• WRITTEN PROBLEM 1
In the UCD9090 thread, what is the longest clock stretching that stays within the PMBus spec?
• WRITTEN PROBLEM 2
List every hexadecimal value that appears in the UCD9090 thread.
• WRITTEN PROBLEM 3
Reproduce everything in the UCD9090 thread from "Also odd to" down to "should support it.".

• EXTRACT PROVIDED
This thread has been locked.

If you have a related question, please click the "Ask a related question" button in the top right corner. The newly created question will be automatically linked to this question.

UCD9090 alert response causes invalid command status

Other Parts Discussed in Thread: UCD9090, UCD9090A

Been chasing this problem far too long:-(.

Right now, just a UCD9090 and PIC (master).  After power is sequenced up and no failures I can read the ARA no problems, of course the UCD9090 does not ACK since there is no alert.  I can read status, voltages, etc. without any issues.

If I cause a supply failure, the UCD asserts PMBALERT#.  2 things I don't understand.  1) if I read STATUS_WORD before reading the ARA, the status is what I expect (8801h).  But if I read ARA first and then STATUS_WORD I get 8803h, and reading STATUS_CML is 80h indicating "invalid command".  I don't understand why reading the ARA causes the "invalid command" status to show up.  I have tried reading the ARA with and without the PEC byte, but for some reason adding the reading of the PEC byte results in a timeout during a following STATUS_WORD described more below.

2) If I read the ARA with PEC byte after the PMBALERT# is asserted, then read STATUS_WORD, I seem to get a timeout on the first one, but a second STATUS_WORD completes in a normal time.  The message looks like S-Add-wr-Ack-0x79-Ack-RS-Add-rd-Ack then the UCD9090 stretches the clock to cause a timeout.  If I don't read the ARA with the PEC byte, this timeout behavior does not happen, but I still get the "invalid command" status described in #1 above.

Also odd to me is that reading the ARA does not de-assert the PMBALERT# as I would expect.  I have to either reset the UCD9090 or send CLEAR_FAULTS to de-assert the PMBALERT# output.

I get the same behavior when I do this with the USB interface and have compared the transactions with a logic analyzer, so it is not related to the PIC.

Any guidance is appreciated.

  • If the clock stretching is within 25ms, it is within PMBus spec. The host should support it.

    Is there any other PMBus device on the same bus that may stretch the clock?

    The CML fault is very likely related to the timeout. So, please add clock stretching and see if the problem goes away.

    The fault status and PMBus alert requires CLEAR_FAULT to clear. It is expected behavior.

• DATA SHOWN
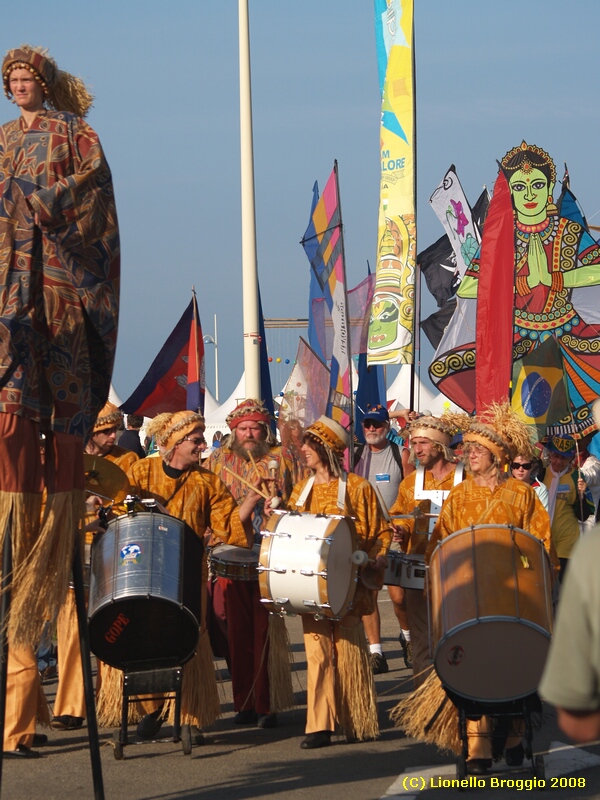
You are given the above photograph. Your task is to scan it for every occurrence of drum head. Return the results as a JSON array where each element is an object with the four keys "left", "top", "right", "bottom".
[
  {"left": 429, "top": 525, "right": 552, "bottom": 702},
  {"left": 434, "top": 619, "right": 550, "bottom": 703}
]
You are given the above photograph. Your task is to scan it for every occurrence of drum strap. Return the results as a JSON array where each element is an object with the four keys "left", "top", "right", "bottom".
[
  {"left": 163, "top": 470, "right": 192, "bottom": 508},
  {"left": 296, "top": 472, "right": 348, "bottom": 511}
]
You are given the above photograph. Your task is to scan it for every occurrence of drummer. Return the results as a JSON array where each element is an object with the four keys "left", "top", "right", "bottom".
[
  {"left": 426, "top": 405, "right": 555, "bottom": 775},
  {"left": 388, "top": 414, "right": 467, "bottom": 688},
  {"left": 50, "top": 401, "right": 138, "bottom": 731},
  {"left": 282, "top": 417, "right": 392, "bottom": 750},
  {"left": 205, "top": 399, "right": 294, "bottom": 728},
  {"left": 122, "top": 411, "right": 260, "bottom": 744}
]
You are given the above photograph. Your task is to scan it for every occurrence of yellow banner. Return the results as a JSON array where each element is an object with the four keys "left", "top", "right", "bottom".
[{"left": 367, "top": 0, "right": 417, "bottom": 364}]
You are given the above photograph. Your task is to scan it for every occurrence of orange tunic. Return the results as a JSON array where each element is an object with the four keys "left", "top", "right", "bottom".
[
  {"left": 127, "top": 458, "right": 248, "bottom": 547},
  {"left": 390, "top": 464, "right": 455, "bottom": 555},
  {"left": 288, "top": 473, "right": 392, "bottom": 616},
  {"left": 425, "top": 478, "right": 555, "bottom": 563}
]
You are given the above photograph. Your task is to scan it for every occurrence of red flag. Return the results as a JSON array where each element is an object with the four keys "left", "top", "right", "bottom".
[
  {"left": 185, "top": 292, "right": 204, "bottom": 414},
  {"left": 475, "top": 172, "right": 515, "bottom": 411}
]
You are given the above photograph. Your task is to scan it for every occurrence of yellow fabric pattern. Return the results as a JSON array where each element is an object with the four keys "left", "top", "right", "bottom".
[
  {"left": 425, "top": 478, "right": 555, "bottom": 563},
  {"left": 127, "top": 458, "right": 248, "bottom": 547},
  {"left": 105, "top": 444, "right": 140, "bottom": 472},
  {"left": 288, "top": 473, "right": 392, "bottom": 616}
]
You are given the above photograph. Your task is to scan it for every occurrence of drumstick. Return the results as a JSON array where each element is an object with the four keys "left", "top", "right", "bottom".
[
  {"left": 267, "top": 458, "right": 279, "bottom": 497},
  {"left": 373, "top": 484, "right": 392, "bottom": 522},
  {"left": 391, "top": 511, "right": 439, "bottom": 519},
  {"left": 223, "top": 467, "right": 271, "bottom": 500}
]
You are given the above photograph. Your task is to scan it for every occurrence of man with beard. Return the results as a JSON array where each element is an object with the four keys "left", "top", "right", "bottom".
[
  {"left": 206, "top": 399, "right": 294, "bottom": 728},
  {"left": 354, "top": 405, "right": 411, "bottom": 675},
  {"left": 50, "top": 401, "right": 138, "bottom": 731},
  {"left": 388, "top": 416, "right": 463, "bottom": 688}
]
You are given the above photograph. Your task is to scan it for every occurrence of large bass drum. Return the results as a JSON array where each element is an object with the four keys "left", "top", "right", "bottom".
[
  {"left": 88, "top": 511, "right": 204, "bottom": 670},
  {"left": 258, "top": 511, "right": 358, "bottom": 619},
  {"left": 429, "top": 525, "right": 552, "bottom": 702}
]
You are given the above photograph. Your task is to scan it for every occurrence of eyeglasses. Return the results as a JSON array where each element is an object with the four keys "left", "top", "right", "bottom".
[
  {"left": 182, "top": 436, "right": 206, "bottom": 447},
  {"left": 466, "top": 442, "right": 490, "bottom": 454}
]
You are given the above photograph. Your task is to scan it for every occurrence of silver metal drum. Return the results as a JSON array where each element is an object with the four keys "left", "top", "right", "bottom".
[{"left": 88, "top": 511, "right": 204, "bottom": 670}]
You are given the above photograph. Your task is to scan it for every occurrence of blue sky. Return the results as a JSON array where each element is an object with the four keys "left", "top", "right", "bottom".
[{"left": 0, "top": 0, "right": 600, "bottom": 406}]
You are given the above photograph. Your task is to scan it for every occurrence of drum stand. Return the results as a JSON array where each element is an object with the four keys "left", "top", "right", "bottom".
[
  {"left": 113, "top": 665, "right": 192, "bottom": 761},
  {"left": 0, "top": 517, "right": 104, "bottom": 800}
]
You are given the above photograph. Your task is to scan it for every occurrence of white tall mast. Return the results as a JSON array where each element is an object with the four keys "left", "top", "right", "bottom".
[{"left": 238, "top": 0, "right": 264, "bottom": 399}]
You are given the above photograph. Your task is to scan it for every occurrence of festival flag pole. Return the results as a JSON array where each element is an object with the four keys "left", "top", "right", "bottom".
[
  {"left": 300, "top": 161, "right": 353, "bottom": 462},
  {"left": 238, "top": 0, "right": 260, "bottom": 398},
  {"left": 333, "top": 159, "right": 354, "bottom": 460},
  {"left": 409, "top": 10, "right": 421, "bottom": 411}
]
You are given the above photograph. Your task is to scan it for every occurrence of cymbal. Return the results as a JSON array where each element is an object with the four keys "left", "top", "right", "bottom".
[{"left": 83, "top": 453, "right": 129, "bottom": 503}]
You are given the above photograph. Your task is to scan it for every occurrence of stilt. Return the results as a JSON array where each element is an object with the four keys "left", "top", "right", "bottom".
[
  {"left": 0, "top": 517, "right": 12, "bottom": 796},
  {"left": 72, "top": 537, "right": 104, "bottom": 800}
]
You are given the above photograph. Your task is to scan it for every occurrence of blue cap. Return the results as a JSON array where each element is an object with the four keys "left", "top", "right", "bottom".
[{"left": 363, "top": 405, "right": 390, "bottom": 422}]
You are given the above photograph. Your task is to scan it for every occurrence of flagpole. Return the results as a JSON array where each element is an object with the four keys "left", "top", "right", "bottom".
[
  {"left": 238, "top": 0, "right": 260, "bottom": 398},
  {"left": 192, "top": 286, "right": 200, "bottom": 394},
  {"left": 409, "top": 5, "right": 421, "bottom": 411},
  {"left": 333, "top": 159, "right": 354, "bottom": 462}
]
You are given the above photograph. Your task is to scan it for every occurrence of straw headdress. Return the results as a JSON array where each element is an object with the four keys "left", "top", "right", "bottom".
[
  {"left": 408, "top": 413, "right": 470, "bottom": 461},
  {"left": 225, "top": 398, "right": 271, "bottom": 430},
  {"left": 94, "top": 400, "right": 123, "bottom": 433},
  {"left": 146, "top": 411, "right": 206, "bottom": 451},
  {"left": 2, "top": 44, "right": 94, "bottom": 117}
]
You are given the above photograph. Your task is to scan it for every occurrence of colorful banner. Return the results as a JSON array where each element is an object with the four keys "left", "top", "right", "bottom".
[
  {"left": 511, "top": 336, "right": 570, "bottom": 442},
  {"left": 185, "top": 293, "right": 206, "bottom": 414},
  {"left": 475, "top": 166, "right": 515, "bottom": 411},
  {"left": 301, "top": 161, "right": 352, "bottom": 427},
  {"left": 429, "top": 164, "right": 481, "bottom": 278},
  {"left": 278, "top": 337, "right": 329, "bottom": 429},
  {"left": 367, "top": 0, "right": 416, "bottom": 364},
  {"left": 309, "top": 274, "right": 375, "bottom": 361}
]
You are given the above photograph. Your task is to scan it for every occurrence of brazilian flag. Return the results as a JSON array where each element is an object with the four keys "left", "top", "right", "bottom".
[{"left": 511, "top": 335, "right": 571, "bottom": 442}]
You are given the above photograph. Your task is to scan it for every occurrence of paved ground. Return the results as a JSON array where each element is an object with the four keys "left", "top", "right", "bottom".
[{"left": 2, "top": 592, "right": 600, "bottom": 800}]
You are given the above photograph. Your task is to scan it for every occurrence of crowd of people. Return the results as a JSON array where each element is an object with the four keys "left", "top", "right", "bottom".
[{"left": 0, "top": 46, "right": 600, "bottom": 774}]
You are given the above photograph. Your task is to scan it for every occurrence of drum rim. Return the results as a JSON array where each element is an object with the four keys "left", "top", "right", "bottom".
[
  {"left": 87, "top": 594, "right": 200, "bottom": 670},
  {"left": 258, "top": 510, "right": 358, "bottom": 621}
]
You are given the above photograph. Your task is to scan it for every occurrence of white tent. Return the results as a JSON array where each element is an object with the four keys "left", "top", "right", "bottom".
[{"left": 204, "top": 372, "right": 246, "bottom": 445}]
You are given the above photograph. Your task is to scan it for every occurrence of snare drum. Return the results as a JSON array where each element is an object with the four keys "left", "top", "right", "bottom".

• FINAL ANSWER 1
25ms

• FINAL ANSWER 2
8801h, 8803h, 80h, 0x79

• FINAL ANSWER 3
Also odd to me is that reading the ARA does not de-assert the PMBALERT# as I would expect.  I have to either reset the UCD9090 or send CLEAR_FAULTS to de-assert the PMBALERT# output.

I get the same behavior when I do this with the USB interface and have compared the transactions with a logic analyzer, so it is not related to the PIC.

Any guidance is appreciated.

  • If the clock stretching is within 25ms, it is within PMBus spec. The host should support it.